** Directive a **
Locate every line in the records that contains the word "white", matching case exactly, and copy each such line.
******************************
Thomas Fry (1666 – 3 September 1748) was a deputy governor of the Colony of Rhode Island and Providence Plantations.  The son of Thomas and Mary Fry of Newport and East Greenwich in the Rhode Island colony, he was a glazier by trade.  He became a freeman of East Greenwich in 1690, aged about 24, and began a long career of civil service in 1696 when he became a deputy, serving in that role during most years over a period of three and a half decades.  From 1698 to 1704 he was Justice of the Peace, he later served as Clerk of the Assembly for several years, and he was Speaker of the House of Deputies for ten years between 1713 and 1730.  In 1707 he was appointed one of the commissioners to settle with Massachusetts the northern boundary of Rhode Island, and two years later he was appointed to a committee to run lines between the two colonies.  In 1715, he and Andrew Harris were appointed by the Assembly to transcribe and to prepare for the press all the laws of the colony, and in 1719 he was allowed ten pounds for his efforts to get the laws printed.
******************************
** Directive b **
According to the biography of Thomas Fry, what was his trade?

** Dataset rows **
******************************
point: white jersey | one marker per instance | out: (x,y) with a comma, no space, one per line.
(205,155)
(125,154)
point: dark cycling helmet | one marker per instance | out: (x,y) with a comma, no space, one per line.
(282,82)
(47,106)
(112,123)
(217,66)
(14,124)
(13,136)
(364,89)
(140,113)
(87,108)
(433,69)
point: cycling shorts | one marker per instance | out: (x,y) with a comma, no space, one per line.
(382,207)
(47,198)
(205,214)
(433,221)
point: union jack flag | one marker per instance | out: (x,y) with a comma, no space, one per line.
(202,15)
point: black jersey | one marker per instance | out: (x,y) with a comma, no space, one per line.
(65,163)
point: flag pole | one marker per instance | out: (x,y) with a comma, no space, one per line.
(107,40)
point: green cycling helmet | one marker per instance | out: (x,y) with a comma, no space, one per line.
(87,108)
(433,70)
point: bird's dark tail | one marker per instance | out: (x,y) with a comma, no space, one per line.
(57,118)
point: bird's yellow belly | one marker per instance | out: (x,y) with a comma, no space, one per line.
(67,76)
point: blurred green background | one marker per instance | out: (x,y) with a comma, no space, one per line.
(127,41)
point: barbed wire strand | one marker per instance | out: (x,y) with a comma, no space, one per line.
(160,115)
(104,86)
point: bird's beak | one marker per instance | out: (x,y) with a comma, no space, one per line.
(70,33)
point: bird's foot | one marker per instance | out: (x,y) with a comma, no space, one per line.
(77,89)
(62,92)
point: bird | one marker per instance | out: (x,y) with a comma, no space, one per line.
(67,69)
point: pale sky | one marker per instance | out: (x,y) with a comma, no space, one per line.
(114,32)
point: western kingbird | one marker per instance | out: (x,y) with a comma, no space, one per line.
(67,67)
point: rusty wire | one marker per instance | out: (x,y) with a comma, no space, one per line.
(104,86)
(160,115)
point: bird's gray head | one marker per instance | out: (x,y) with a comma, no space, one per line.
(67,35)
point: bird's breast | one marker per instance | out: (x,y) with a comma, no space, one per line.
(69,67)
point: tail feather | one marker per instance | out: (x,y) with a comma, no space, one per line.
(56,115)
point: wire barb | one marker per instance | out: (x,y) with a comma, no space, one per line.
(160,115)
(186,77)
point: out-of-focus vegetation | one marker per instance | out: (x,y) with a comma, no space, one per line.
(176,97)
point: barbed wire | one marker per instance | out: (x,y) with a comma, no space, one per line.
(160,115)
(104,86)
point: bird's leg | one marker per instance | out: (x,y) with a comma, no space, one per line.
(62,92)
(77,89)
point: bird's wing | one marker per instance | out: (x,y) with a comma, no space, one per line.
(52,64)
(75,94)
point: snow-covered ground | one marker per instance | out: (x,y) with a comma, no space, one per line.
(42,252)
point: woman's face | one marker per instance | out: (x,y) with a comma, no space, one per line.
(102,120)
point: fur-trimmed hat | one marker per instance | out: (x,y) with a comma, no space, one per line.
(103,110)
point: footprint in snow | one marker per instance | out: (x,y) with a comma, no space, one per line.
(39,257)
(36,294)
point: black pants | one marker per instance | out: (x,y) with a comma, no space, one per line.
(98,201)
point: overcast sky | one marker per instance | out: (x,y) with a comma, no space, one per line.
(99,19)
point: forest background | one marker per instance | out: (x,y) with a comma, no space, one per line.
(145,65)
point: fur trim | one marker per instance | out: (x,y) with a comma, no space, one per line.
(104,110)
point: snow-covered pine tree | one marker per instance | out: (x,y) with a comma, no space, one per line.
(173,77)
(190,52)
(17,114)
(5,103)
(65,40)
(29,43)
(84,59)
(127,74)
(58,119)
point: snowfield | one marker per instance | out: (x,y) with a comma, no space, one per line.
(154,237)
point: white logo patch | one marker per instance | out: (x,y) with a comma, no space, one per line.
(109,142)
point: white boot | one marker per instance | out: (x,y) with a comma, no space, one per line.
******************************
** Expected answer a **
point: white jersey | one marker per instance | out: (x,y) with a comma, no space, one per line.
point: white logo patch | one marker per instance | out: (x,y) with a comma, no space, one per line.
point: white boot | one marker per instance | out: (x,y) with a comma, no space, one per line.

** Expected answer b **
He was a glazier.